## [PROBLEM]
Render everything from the line containing "Where can you spot the wooden cabinet?" down to the end of the entries as a numbered list, skipping blank lines and leaving out all other lines.

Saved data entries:
++++++
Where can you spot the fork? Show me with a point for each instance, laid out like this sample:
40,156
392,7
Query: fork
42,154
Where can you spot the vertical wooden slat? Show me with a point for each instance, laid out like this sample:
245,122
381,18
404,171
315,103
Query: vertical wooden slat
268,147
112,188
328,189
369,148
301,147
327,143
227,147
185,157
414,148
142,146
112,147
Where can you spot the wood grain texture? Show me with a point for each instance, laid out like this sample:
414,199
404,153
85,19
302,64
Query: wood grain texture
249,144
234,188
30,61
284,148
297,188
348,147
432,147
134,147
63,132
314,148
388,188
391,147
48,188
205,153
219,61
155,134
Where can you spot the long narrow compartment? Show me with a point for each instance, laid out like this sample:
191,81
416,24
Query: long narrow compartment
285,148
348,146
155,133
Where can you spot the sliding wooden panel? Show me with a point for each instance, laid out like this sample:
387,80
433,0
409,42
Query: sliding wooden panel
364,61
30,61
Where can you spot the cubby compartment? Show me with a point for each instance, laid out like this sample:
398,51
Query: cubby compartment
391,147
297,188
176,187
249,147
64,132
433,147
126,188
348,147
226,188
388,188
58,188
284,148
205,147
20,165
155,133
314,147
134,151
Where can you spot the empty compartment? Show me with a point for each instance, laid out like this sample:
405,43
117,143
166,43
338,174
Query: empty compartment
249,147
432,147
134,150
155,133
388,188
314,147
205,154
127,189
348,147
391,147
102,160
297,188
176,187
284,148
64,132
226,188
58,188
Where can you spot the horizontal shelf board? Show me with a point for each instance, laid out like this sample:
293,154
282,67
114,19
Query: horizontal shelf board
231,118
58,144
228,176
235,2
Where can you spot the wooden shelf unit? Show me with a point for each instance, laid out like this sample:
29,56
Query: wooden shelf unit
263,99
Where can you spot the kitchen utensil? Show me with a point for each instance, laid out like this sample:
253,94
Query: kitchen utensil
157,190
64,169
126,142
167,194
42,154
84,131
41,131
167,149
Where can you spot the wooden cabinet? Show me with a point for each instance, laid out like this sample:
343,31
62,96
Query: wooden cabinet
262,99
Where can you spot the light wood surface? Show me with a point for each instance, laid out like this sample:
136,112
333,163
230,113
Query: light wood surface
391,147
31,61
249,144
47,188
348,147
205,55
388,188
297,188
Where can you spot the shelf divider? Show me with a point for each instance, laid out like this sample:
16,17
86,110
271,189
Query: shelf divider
++++++
## [FINISHED EXERCISE]
1. Where can you spot the wooden cabinet? Show me with a point for each instance, laid out like this sample:
2. 343,31
3. 62,96
4. Query: wooden cabinet
5. 262,99
6. Where can you spot the light wood surface? Show me with a point for each instance, laid out like this sample:
7. 136,112
8. 333,163
9. 230,113
10. Query: light wood surface
11. 391,147
12. 31,61
13. 249,144
14. 47,188
15. 348,147
16. 205,55
17. 388,188
18. 297,188
19. Where can you spot the shelf divider? Show me with a point for each instance, laid out like this sample:
20. 16,17
21. 86,110
22. 271,189
23. Query: shelf divider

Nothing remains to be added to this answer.